-- Problem set --
1. Translate this sentence from the 10 CFR 50.46 passage into Spanish: "The SDP, however, does not specifically consider the regulatory process impact."
2. Write out the 10 CFR 50.46 passage verbatim between "The inspectors determined" and "were performance deficiencies.", inclusive.
3. According to the 10 CFR 50.46 passage, what process is used alongside the SDP to disposition violations of 10 CFR 50.46?

-- Source extract --
◆ ◆ ◆ ◆
The inspectors determined that the failure to estimate and report the errors in the loss of cooling accident analyses were contrary to the requirements of 10 CFR 50.46 and were performance deficiencies.

Violations of 10 CFR 50.46 are dispositioned using the traditional enforcement process in addition to the SDP because they are considered to be violations that potentially impede or impact the regulatory process. The performance deficiency will be evaluated by the SDP and communicated with an SDP color reflective of the safety impact of the deficient licensee performance. The SDP, however, does not specifically consider the regulatory process impact. Thus, although related to a common regulatory concern, it is necessary to address the violation and finding using different processes to correctly reflect both the regulatory importance of the violation and the safety significance of the associated finding.
◆ ◆ ◆ ◆
-- Data extract --
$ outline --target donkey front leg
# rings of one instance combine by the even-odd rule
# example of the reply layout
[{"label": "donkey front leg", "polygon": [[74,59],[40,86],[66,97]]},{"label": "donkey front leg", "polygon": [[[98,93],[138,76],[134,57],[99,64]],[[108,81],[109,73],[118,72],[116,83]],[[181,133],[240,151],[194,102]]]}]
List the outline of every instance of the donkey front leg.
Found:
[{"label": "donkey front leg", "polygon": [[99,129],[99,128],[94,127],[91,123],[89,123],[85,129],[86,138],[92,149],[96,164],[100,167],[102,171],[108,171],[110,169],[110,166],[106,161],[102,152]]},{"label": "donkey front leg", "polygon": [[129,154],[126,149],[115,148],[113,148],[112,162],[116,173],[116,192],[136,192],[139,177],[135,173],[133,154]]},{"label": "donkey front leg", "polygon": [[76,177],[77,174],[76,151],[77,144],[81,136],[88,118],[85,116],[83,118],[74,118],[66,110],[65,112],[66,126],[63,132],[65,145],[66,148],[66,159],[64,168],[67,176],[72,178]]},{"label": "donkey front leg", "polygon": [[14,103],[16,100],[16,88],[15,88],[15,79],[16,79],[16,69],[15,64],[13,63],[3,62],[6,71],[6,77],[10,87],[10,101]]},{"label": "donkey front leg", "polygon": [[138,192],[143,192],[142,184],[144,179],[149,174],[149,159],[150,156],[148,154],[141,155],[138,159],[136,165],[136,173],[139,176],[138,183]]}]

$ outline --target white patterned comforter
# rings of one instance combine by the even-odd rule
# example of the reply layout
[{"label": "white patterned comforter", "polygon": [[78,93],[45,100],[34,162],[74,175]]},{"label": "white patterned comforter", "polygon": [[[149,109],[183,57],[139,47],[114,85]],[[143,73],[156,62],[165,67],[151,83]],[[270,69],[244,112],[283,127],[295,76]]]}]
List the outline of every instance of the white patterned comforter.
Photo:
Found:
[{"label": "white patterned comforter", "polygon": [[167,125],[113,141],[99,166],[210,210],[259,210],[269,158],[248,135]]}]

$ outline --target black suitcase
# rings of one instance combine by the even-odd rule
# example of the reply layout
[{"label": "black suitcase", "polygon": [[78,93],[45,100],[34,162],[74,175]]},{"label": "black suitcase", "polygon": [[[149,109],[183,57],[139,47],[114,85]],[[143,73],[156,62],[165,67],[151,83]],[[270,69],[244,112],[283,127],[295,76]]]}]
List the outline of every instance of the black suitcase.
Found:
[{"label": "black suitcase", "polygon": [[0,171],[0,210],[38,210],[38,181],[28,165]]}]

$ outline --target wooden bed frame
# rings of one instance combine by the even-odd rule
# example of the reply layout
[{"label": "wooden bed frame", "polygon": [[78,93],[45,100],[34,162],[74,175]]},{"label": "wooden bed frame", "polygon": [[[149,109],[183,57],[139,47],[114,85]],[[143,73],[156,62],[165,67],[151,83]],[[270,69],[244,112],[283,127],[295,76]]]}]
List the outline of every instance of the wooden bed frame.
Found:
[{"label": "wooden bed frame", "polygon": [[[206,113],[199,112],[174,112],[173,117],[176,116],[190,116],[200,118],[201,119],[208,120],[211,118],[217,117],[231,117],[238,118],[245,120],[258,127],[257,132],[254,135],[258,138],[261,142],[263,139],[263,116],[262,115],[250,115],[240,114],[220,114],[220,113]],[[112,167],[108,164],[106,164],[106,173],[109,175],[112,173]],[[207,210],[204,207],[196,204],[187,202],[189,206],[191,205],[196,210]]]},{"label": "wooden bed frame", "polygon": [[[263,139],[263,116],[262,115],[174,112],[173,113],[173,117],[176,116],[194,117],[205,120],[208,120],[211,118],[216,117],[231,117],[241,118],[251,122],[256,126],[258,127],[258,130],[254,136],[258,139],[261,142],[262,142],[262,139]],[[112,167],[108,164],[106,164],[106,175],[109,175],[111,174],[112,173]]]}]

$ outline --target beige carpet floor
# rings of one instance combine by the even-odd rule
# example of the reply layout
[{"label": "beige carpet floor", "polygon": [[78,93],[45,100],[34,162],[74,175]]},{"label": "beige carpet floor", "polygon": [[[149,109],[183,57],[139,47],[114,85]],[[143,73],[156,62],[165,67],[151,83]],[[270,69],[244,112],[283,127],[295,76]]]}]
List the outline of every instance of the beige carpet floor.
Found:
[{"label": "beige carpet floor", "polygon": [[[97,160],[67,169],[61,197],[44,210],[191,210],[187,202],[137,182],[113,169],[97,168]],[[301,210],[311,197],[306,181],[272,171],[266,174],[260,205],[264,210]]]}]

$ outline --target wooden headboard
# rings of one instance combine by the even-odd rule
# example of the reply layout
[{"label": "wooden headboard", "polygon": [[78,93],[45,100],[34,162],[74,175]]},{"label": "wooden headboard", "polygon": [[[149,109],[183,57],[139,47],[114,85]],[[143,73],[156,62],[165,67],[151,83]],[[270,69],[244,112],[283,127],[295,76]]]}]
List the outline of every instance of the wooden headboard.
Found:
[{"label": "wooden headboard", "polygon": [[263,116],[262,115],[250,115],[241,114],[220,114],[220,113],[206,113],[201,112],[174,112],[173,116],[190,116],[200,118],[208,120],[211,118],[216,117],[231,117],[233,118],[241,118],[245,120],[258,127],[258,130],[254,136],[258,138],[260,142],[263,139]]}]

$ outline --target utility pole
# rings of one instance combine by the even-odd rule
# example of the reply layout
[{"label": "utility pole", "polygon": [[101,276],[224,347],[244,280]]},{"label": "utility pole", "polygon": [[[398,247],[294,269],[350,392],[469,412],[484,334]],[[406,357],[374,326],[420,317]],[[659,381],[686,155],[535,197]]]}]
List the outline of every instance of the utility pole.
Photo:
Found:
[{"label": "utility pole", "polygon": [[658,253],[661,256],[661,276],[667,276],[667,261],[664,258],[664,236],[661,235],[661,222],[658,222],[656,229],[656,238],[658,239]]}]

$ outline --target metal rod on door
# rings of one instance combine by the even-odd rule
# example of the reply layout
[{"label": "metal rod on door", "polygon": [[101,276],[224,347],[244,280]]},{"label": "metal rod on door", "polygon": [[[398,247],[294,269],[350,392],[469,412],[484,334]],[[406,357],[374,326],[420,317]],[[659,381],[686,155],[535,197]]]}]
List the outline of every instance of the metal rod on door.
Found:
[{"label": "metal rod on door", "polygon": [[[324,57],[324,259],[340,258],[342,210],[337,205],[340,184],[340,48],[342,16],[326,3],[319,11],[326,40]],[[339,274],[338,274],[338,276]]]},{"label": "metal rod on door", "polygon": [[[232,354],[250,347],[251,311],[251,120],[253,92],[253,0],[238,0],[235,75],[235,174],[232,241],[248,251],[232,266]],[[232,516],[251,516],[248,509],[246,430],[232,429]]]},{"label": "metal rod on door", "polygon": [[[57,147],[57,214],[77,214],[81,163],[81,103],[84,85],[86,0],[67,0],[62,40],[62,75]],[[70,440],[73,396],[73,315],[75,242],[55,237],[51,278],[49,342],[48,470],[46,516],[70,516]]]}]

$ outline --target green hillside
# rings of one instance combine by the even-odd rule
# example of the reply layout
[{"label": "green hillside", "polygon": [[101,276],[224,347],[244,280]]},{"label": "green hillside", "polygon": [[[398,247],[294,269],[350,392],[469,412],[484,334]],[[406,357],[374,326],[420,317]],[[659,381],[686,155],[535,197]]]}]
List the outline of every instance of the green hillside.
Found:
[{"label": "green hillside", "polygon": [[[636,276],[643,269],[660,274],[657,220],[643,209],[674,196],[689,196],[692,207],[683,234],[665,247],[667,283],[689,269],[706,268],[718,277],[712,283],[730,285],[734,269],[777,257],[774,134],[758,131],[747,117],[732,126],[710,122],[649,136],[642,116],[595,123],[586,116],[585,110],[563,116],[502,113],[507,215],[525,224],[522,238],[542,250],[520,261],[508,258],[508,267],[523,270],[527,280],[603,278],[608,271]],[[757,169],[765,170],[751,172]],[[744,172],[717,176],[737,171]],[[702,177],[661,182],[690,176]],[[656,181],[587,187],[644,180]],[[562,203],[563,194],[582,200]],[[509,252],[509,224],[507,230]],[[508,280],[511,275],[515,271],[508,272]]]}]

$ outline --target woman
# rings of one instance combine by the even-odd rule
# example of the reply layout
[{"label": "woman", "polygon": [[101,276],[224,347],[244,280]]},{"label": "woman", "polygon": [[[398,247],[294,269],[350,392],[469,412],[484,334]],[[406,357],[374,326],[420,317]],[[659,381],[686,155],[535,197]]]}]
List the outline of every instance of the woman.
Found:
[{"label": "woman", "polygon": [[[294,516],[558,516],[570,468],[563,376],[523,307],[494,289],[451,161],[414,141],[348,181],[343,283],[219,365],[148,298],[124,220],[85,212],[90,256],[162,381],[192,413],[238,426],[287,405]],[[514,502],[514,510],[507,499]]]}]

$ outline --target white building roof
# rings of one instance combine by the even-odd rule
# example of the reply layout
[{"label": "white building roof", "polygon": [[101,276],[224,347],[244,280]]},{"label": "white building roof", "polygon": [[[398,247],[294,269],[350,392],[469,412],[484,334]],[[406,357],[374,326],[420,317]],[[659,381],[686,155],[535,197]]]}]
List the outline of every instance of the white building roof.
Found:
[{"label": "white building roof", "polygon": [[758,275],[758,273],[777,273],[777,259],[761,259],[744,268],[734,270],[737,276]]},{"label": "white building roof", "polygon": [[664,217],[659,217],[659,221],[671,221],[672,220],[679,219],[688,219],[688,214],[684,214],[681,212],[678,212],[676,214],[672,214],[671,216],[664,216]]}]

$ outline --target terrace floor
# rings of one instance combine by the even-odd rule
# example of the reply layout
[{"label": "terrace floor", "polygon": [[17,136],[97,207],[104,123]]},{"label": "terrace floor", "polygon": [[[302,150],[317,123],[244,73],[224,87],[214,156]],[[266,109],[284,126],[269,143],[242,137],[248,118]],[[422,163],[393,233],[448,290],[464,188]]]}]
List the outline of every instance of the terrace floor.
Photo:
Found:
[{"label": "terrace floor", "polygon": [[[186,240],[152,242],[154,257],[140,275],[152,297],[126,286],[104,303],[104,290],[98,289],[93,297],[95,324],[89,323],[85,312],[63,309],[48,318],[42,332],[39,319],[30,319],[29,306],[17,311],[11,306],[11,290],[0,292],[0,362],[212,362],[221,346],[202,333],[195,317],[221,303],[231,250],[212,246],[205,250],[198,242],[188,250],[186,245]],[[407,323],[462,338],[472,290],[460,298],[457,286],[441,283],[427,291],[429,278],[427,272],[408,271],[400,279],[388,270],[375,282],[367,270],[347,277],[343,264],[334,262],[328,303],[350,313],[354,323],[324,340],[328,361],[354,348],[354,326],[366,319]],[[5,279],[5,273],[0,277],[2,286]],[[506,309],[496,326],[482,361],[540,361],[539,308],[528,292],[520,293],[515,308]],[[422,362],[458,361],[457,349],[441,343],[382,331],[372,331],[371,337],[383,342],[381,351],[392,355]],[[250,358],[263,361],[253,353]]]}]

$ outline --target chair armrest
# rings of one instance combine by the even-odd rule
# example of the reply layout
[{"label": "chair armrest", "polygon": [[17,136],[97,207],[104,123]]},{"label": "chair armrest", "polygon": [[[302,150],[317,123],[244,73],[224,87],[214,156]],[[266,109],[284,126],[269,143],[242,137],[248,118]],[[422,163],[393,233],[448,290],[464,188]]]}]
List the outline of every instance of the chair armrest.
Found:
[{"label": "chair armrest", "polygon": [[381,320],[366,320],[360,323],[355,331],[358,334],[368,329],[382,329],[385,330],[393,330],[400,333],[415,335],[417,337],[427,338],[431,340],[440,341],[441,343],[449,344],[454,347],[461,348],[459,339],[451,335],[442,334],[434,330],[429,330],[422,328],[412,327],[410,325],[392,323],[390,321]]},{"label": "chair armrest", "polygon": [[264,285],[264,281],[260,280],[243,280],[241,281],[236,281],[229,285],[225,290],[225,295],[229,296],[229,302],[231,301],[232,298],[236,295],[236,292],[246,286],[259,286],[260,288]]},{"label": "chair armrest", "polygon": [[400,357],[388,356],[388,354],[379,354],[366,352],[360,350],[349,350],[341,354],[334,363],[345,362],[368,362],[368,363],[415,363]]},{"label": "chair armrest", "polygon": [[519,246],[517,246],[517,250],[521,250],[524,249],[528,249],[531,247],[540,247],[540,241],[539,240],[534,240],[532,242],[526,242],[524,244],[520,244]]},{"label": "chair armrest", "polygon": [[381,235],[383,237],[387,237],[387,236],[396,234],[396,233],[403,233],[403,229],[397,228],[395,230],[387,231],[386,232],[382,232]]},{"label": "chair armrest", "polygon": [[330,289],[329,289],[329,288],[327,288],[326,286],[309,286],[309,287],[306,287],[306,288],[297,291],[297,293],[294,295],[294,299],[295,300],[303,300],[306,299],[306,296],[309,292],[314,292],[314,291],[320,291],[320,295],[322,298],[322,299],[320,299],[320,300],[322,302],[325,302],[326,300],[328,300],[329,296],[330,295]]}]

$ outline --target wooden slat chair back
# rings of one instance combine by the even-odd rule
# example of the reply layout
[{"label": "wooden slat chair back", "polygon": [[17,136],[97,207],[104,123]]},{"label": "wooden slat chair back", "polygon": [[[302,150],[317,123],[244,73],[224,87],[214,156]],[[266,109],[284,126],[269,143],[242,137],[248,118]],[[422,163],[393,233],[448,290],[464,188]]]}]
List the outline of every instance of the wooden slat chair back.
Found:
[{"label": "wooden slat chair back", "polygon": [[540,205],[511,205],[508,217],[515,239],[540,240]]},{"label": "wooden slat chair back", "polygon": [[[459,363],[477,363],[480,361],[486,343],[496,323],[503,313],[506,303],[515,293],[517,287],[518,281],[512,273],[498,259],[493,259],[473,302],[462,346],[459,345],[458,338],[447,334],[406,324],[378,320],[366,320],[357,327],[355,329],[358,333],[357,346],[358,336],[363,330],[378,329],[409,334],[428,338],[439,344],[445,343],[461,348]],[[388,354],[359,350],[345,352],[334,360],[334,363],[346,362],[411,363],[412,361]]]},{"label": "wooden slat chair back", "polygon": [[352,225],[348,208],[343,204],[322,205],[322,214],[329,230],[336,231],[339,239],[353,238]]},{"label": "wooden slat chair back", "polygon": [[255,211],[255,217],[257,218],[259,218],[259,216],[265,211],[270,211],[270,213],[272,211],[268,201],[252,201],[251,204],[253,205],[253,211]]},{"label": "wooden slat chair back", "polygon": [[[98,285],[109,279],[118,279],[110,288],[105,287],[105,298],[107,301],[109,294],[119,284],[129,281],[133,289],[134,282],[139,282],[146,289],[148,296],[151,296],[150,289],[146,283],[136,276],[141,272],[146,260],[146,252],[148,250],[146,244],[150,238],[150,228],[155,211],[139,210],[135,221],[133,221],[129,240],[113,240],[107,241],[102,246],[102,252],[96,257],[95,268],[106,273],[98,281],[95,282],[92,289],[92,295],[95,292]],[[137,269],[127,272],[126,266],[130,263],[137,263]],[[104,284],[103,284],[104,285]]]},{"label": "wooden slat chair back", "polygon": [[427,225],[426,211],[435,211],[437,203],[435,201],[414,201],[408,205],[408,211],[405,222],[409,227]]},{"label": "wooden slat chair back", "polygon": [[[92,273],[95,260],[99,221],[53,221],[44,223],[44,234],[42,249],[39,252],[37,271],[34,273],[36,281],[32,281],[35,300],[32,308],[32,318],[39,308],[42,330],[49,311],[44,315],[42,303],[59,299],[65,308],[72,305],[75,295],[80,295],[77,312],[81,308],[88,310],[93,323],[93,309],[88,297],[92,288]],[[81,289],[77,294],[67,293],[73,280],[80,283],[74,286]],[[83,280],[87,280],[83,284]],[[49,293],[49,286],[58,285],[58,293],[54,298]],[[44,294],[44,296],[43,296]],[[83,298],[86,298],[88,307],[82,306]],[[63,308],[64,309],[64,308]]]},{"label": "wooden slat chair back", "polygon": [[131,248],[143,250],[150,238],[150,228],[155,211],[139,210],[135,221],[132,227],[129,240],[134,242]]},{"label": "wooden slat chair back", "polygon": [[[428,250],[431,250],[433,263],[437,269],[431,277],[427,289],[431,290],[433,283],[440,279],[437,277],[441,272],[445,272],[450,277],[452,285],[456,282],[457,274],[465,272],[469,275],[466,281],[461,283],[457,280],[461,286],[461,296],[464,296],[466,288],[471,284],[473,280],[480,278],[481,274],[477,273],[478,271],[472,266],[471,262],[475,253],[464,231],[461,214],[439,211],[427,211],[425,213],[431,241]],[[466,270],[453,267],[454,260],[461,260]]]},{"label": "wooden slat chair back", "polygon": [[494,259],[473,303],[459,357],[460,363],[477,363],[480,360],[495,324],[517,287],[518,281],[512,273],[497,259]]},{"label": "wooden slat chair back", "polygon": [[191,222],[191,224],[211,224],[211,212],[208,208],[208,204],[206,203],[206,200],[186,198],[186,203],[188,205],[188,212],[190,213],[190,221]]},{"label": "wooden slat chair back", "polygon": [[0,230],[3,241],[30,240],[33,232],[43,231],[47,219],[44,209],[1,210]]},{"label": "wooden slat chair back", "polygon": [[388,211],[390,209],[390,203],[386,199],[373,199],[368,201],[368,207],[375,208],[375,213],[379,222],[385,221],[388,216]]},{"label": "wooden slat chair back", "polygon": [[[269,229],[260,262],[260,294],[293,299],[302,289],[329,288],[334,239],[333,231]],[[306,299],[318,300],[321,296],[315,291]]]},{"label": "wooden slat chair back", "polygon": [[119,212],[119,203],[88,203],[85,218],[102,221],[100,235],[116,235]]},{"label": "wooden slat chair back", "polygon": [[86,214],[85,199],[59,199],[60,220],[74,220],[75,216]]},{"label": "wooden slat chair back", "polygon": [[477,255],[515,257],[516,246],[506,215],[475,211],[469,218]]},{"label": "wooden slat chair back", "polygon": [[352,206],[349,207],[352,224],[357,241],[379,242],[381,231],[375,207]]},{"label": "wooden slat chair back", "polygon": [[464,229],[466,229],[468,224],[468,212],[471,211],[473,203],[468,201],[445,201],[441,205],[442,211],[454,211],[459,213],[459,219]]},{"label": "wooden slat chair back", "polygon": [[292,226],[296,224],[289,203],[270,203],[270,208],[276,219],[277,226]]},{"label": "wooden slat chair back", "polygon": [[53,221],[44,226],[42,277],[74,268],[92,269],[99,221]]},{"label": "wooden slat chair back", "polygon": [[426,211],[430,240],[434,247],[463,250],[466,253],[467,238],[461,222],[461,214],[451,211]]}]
◆ ◆ ◆ ◆
-- Results for the exercise --
1. Sin embargo, el SDP no considera específicamente el impacto en el proceso regulatorio.

2.
The inspectors determined that the failure to estimate and report the errors in the loss of cooling accident analyses were contrary to the requirements of 10 CFR 50.46 and were performance deficiencies.

3. The traditional enforcement process.